**Task details:**
Every entry below must be repeated exactly; skip the pictures.

**** Material ****

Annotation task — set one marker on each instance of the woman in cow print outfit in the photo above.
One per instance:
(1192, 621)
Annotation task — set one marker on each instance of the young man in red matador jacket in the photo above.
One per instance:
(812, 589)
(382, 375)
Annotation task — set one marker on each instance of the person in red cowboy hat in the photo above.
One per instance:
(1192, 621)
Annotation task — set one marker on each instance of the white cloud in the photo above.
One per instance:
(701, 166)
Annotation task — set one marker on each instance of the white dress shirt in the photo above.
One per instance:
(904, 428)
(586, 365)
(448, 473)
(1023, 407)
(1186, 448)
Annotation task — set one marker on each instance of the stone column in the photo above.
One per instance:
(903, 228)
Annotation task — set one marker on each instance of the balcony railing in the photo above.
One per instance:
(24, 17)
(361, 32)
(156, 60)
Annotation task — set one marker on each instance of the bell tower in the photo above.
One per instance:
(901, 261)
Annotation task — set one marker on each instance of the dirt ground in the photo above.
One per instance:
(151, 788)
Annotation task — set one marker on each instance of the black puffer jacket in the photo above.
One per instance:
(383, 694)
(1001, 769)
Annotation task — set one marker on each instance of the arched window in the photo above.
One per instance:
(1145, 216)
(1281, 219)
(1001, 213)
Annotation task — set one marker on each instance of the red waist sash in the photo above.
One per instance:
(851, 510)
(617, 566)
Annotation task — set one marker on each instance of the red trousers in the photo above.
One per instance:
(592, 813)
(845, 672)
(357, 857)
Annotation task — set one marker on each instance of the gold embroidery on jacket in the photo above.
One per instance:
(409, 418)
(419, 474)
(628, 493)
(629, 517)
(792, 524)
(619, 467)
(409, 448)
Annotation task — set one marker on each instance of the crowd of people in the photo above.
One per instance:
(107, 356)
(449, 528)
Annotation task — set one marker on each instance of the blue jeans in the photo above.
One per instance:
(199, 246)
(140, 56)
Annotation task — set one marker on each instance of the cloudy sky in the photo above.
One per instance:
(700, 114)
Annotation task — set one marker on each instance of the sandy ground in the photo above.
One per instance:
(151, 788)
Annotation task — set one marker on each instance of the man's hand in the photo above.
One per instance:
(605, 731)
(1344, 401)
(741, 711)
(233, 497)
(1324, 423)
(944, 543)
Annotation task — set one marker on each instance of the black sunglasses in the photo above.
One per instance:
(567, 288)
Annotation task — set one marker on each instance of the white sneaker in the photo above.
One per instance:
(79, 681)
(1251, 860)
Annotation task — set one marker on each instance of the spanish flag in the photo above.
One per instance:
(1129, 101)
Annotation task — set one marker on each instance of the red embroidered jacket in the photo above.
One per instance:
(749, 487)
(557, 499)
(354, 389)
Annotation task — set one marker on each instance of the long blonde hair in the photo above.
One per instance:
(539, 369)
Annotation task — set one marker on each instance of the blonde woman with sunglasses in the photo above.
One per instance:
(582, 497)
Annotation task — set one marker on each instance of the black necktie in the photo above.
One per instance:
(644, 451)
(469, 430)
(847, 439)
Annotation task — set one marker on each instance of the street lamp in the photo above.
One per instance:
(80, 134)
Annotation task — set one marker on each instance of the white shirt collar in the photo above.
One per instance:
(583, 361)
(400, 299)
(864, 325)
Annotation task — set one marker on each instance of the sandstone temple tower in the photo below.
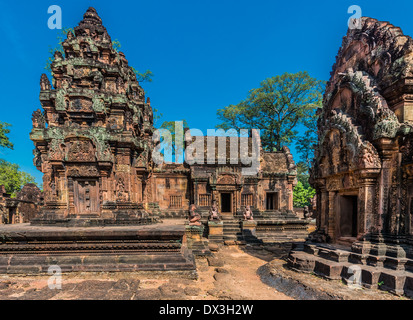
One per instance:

****

**Correct result:**
Annotation task — set one marker on each instance of the woman in cow print outfit in the photo above.
One per instance:
(1192, 621)
Annotation task — set one marker on each instance of the young man in red matador jacket in the photo above.
One per instance:
(812, 589)
(382, 375)
Annotation task — set one marker on each instance of the person in red cowboy hat in the photo above.
One per instance:
(1192, 621)
Annotation task — set one marker on each instance of the white cloud in the photo above.
One per instance:
(701, 166)
Annotation task — set one marker on each instance of the white dress shirt in the photo above.
One per instance:
(904, 428)
(586, 365)
(448, 473)
(1023, 407)
(1186, 448)
Annotation task — set one marker on each instance of the stone column in the photo above.
One per instance:
(903, 228)
Annotation task — set one marker on each instance of the balcony railing in the photo above.
One per instance:
(24, 17)
(361, 32)
(156, 60)
Annotation task — set one marker on each instance of the bell tower in the photo above.
One per instance:
(901, 261)
Annotation task — set one marker on each instance of the dirt ground in the photo above.
One per instance:
(151, 788)
Annotation task — set one marker on each instance of the black puffer jacket in the photo above.
One per instance:
(383, 694)
(1001, 769)
Annotation task — set one marker on each instance of the arched window in the photo above.
One per instance:
(1145, 216)
(1281, 219)
(1001, 213)
Annotation task — set one marker on each instance of the red waist sash in the photo above.
One per instance:
(851, 510)
(617, 566)
Annotation task — set one marker on each instance of the red trousers in the photo above.
One per instance:
(592, 813)
(845, 672)
(357, 857)
Annotation task — set one marker on each instance of the gold embroidery on jacket in the photo above.
One per instance:
(409, 418)
(419, 474)
(628, 493)
(629, 517)
(792, 524)
(619, 467)
(409, 448)
Annotation task — set one marker on each instance of the crowd of people in the photo above.
One per instance:
(107, 356)
(449, 528)
Annotation task — set one marker on each instance of the blue jeans in the photo above.
One per instance:
(199, 246)
(140, 56)
Annotation task — set one marker on each instance of the cloudy sky in the photo above.
One per instance:
(700, 114)
Annotation task — set one marker on each instance of the sandy ground in the photo above.
One per instance:
(151, 788)
Annotation task — set one marker on each instance of the man's hand in the photo above.
One per instance:
(605, 731)
(1344, 401)
(741, 711)
(233, 497)
(1324, 423)
(944, 543)
Annotation task — set one marker on each instance of the black sunglasses in the photo above.
One per instance:
(567, 288)
Annotation task — set one marker on each instance of the white sneaker in the photo above.
One per instance:
(79, 681)
(1251, 860)
Annotation task — set one marker on each instance of the spanish flag in the photo above.
One per instance:
(1129, 101)
Annotation task — set one marker on each instance of the red embroidered jacket in the photo above.
One per instance:
(749, 487)
(557, 499)
(354, 389)
Annotation task — set one marker on each instance of the long blonde hair in the photo above.
One per instance:
(539, 369)
Annotation task — set one marker on each instance of the blonde woman with sunglasses in the photo above.
One per instance:
(582, 497)
Annotation task — set one marker on each instance of the black necktie in the photo above.
One per instance:
(644, 451)
(469, 430)
(847, 439)
Annotation task — set one marker on each instance of the street lamp in the photo above.
One per instance:
(80, 134)
Annotation task — set one marker on each instance of the white shirt collar in the photo above.
One per instance:
(583, 361)
(400, 299)
(864, 325)
Annotation task — set one marker on each instance of the sandstone temple tower in the photo below.
One per instance:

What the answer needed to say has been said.